Problem to work on –
Could you carry on the opinion piece about giving iwi right of first refusal on council land, picking up after its final line and ignoring the rows that follow it?

The next step practically writes itself. First, surplus council land gets quietly offered to iwi. Next, developers are told to engage with mana whenua before building anything more ambitious than a garden shed. Then comes the “voluntary” private land registry — where generous citizens can give iwi the right of first refusal on their own property sales. The Greens have already proposed something along those lines, complete with the word voluntary in bold print, the bureaucratic equivalent of “trust us.”

And how might this be implemented without legislation? Easy — the back door is always more polite than the front one. Councils could offer “incentives” to landowners who participate: a rates rebate here, a zoning favour there, maybe faster consent processing for those who “partner” with mana whenua. Before long, a supposedly optional idea becomes best practice. And best practice, in New Zealand’s bureaucratic world, has a funny way of turning into mandatory policy once the paperwork settles.

Meanwhile, ordinary ratepayers are reassured that it’s all just about “cultural respect” and “mutual benefit.” The problem is that these policies don’t stay in their lane. A clause in a disposal plan, a note in a long-term strategy, a co-governance agreement tucked inside a consultation document — and suddenly the ownership landscape starts shifting, slowly but surely, without a single parliamentary debate.

Even government agencies like Land Information New Zealand already operate these RFR systems as a matter of course. Councils adopting the same approach for their own assets may sound harmless — until you realise local authorities collectively hold billions of dollars’ worth of property. Once that becomes a pipeline of preferential offers, the market no longer operates on a level playing field.

The phrase right of first refusal sounds fair, reasonable, and tidy — but in practice, it creates a two-tiered property market: one for the public, one for those deemed “partners.” And if you think that boundary will stay confined to public land, history suggests otherwise.

That’s how major policy shifts happen in New Zealand: quietly, politely, through the side gate while everyone’s staring at the front lawn.

Related reading:

Horowhenua District Council gives iwi first right of refusal on selected property sales - https://shorturl.at/PuZZa

Newstalk ZB – Councillor calls policy “unfair and divisive” - https://shorturl.at/wpPZa

Tauranga City Council – Draft Acquisitions and Disposals Policy, 2021 - https://shorturl.at/ZClTP

Steven is an entrepreneur and an ex RNZN diver who likes travelling, renovating houses, Swiss Watches, history, chocolate art and art deco.

Given data –
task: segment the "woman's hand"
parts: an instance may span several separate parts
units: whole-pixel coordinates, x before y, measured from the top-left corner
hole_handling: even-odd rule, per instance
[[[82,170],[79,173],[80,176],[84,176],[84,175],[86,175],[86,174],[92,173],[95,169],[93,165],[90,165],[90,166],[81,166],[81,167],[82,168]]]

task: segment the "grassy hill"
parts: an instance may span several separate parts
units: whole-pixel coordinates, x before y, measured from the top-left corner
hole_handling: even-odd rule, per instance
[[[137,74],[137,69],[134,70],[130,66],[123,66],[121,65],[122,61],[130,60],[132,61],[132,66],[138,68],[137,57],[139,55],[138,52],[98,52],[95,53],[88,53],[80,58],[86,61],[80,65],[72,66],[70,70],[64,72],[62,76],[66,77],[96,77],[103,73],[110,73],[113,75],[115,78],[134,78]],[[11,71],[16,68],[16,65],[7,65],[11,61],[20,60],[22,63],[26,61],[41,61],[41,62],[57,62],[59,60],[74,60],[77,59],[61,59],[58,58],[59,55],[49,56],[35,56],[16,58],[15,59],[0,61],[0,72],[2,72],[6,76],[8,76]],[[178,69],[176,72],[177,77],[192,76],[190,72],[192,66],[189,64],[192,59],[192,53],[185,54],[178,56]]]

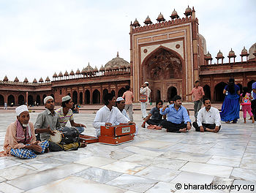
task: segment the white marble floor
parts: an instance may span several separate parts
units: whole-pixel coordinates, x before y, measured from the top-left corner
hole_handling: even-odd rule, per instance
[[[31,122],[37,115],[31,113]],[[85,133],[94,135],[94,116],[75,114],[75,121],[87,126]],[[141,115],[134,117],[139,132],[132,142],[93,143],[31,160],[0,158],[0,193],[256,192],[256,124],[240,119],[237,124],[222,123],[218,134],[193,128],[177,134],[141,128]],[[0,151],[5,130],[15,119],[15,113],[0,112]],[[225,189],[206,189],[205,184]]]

Exercise response –
6 comments:

Anonymous said...

We have been warned.

Anonymous said...

Using land that wasn’t the original cause of grievance, is simply creating grievances elsewhere and robbing NZers/Crown of their rightful assets.

Anonymous said...

First "right of refusal" means that the Iwi corporation sets the price (low ball offer), then turns around and flips said property for a nice quick profit. Nice one bro.

Kay O'Lacey said...

Any council floating 'managed retreat' (currently based on climate change scam, but could be anything really) is well down this path. This is simply undercutting the rule of law by stealth. NZers seem too dumb or too kind even to bat an eyelid, while malignant actors patiently play a long-game. Akin to boiling frogs?

LNF said...

We saw it in action in Wellington recently. IWI offered land because of a sacred connection. Price $1 mill. A few weeks later IWI dumped the sacred connection and on-sold for $3 mill

Robert Arthur said...

It is hard to imagine how or why these policies are adopted. Is it fear of cancellation by maori and a move for a quiet life in Council? I am curious how works. Seems the Council should guess the maximum practical price. If maori refuse what then? Presumably cannot negotiate down with others. If strict policy far simpler to sell at discount to maori and pretend no consequent disadvantges to the whole community. Auction with a high reserve would effectively give maori first option.